# Written task:
Please copy all of the items below in full, requests included, and shift each answer coordinate by adding 10 to every number in it.

Pointing records:
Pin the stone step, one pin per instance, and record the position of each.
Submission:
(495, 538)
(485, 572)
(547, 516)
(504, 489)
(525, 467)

# Result of this exercise:
Pin the stone step, one pin per instance, and record the position of each.
Submission:
(505, 548)
(495, 582)
(557, 526)
(514, 499)
(535, 477)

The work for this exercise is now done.